§ **Goal**
From the listing below, extract each line that contains the string "windshield". Case counts.

***

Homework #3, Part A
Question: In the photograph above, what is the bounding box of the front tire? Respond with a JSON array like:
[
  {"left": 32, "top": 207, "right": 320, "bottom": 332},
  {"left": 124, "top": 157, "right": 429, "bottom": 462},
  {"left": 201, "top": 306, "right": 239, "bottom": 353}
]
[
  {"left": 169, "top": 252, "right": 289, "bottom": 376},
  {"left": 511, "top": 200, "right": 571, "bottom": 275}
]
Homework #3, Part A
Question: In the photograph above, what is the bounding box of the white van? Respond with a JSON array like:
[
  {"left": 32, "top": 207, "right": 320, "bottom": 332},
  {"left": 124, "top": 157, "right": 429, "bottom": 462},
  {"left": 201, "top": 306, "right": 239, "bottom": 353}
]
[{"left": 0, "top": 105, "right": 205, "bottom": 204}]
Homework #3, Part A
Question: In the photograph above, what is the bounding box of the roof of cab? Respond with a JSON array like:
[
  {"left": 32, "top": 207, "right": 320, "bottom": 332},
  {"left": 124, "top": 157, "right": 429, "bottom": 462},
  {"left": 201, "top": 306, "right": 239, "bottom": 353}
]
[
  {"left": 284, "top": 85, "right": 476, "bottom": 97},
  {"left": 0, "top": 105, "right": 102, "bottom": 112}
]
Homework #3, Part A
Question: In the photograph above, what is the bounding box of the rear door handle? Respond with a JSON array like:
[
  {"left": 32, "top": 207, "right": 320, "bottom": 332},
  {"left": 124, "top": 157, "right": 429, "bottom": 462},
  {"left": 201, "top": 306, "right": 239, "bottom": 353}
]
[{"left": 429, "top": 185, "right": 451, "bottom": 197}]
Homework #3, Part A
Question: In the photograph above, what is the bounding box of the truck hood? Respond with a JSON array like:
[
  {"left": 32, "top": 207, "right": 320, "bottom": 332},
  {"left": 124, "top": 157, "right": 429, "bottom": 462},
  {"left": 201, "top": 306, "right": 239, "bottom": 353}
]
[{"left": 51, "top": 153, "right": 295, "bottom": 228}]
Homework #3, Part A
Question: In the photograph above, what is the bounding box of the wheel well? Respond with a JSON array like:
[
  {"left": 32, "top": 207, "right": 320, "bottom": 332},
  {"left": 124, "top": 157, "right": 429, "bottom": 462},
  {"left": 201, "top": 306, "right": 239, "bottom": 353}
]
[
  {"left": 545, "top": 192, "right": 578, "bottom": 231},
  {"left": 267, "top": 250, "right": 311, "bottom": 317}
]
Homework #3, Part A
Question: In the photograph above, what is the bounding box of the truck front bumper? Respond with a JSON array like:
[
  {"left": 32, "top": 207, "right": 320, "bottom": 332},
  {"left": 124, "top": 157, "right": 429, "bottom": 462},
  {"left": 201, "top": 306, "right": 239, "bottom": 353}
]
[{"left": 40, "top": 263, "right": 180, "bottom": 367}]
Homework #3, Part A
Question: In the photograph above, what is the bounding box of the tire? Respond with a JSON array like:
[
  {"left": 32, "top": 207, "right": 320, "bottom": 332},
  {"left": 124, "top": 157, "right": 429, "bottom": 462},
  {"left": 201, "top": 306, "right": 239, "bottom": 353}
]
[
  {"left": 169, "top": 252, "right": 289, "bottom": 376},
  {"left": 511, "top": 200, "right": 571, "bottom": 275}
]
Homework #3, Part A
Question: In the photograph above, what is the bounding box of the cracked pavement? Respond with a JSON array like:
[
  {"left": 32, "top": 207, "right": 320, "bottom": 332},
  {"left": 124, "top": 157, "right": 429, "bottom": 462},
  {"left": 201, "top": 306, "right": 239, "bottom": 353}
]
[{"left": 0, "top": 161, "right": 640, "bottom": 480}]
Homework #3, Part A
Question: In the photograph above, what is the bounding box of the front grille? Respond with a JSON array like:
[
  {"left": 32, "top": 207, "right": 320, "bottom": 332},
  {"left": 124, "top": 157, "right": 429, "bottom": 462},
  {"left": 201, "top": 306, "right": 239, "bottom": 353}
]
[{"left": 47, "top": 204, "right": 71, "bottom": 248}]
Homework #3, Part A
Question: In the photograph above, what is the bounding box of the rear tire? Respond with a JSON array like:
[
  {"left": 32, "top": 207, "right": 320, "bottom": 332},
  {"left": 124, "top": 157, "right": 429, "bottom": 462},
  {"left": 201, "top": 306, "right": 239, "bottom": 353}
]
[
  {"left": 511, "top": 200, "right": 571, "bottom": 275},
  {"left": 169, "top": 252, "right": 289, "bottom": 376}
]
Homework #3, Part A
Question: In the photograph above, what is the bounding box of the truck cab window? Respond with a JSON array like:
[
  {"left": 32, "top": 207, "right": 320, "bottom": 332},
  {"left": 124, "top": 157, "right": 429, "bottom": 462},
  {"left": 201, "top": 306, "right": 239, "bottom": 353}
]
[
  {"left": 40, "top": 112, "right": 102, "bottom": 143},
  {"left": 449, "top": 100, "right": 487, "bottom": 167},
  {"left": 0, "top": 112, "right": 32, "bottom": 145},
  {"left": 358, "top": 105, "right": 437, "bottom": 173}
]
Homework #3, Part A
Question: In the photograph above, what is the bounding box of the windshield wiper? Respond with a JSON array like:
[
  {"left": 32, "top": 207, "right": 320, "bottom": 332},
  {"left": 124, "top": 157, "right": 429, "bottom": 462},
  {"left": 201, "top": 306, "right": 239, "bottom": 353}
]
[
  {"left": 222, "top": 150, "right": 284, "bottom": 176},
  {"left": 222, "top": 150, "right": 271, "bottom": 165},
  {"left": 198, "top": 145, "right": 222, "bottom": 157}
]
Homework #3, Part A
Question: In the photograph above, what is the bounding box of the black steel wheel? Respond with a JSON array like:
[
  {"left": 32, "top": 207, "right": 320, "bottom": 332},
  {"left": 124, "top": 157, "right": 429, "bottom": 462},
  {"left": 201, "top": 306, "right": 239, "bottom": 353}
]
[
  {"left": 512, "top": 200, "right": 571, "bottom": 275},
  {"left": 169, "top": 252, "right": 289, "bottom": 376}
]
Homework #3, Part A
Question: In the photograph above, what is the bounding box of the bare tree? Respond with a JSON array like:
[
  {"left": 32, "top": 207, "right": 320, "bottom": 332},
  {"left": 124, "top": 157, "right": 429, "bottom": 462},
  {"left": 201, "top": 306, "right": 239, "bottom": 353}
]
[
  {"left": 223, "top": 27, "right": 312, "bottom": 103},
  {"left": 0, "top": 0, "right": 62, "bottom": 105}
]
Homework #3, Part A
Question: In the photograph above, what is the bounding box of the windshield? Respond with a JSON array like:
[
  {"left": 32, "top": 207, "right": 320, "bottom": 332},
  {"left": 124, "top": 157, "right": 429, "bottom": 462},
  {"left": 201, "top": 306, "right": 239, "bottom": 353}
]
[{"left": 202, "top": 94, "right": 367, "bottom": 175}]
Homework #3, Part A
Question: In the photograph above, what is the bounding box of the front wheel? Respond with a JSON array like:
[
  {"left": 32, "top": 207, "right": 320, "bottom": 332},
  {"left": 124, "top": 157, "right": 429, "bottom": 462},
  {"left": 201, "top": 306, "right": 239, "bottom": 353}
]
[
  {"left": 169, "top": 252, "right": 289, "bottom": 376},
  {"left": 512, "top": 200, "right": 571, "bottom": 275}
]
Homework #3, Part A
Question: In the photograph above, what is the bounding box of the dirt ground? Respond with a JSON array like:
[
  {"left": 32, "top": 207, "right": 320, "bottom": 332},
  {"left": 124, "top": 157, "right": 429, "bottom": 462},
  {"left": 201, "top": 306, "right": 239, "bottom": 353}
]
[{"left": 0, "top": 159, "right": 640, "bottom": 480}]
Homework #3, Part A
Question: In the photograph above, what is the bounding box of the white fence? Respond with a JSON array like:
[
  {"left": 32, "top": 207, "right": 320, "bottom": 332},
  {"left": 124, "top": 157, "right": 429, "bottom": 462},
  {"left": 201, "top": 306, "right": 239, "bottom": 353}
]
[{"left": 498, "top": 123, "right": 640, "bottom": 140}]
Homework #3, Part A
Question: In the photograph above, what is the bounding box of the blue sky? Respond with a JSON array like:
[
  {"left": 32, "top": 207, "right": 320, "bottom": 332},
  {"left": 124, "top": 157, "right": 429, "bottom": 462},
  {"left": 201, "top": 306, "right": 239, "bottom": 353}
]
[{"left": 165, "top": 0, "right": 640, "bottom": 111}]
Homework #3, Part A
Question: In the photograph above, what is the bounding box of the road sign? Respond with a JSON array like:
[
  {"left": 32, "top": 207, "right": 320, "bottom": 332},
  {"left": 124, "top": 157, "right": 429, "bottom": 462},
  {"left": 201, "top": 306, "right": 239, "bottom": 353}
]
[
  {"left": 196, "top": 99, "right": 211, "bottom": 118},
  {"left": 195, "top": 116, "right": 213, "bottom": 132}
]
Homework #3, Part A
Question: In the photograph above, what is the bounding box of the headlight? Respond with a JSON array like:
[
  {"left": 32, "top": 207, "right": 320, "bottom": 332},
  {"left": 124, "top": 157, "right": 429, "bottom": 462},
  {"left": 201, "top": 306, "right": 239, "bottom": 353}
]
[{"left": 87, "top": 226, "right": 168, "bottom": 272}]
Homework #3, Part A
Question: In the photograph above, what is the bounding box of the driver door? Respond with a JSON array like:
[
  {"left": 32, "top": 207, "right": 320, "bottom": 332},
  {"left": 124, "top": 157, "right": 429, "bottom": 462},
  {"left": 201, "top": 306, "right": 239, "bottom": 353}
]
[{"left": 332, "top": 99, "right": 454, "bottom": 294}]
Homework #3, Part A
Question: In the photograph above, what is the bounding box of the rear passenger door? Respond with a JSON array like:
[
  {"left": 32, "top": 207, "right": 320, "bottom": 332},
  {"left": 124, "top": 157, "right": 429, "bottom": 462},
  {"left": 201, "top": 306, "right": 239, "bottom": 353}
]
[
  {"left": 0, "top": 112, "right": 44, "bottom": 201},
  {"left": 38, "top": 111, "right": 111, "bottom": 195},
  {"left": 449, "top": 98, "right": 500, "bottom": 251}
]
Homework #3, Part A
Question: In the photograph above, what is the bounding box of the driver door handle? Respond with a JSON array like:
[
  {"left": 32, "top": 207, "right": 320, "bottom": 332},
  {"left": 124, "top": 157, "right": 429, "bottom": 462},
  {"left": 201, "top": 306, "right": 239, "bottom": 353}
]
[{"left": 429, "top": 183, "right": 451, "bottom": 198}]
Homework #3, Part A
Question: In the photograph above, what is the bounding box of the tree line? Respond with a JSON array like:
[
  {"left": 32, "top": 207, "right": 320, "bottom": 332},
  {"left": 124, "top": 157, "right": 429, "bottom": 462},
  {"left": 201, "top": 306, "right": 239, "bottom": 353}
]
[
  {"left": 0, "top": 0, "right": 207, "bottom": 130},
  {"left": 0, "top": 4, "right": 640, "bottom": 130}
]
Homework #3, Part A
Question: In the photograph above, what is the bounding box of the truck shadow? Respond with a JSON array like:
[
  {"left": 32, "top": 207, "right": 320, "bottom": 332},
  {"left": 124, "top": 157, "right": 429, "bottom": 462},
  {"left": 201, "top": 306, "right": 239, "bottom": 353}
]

***

§ **Answer**
Question: In the photograph above, what is the bounding box of the windshield wiper? Respond with a JSON array like:
Question: In the photograph above, what is the bounding box of the windshield? Respond with a JSON array like:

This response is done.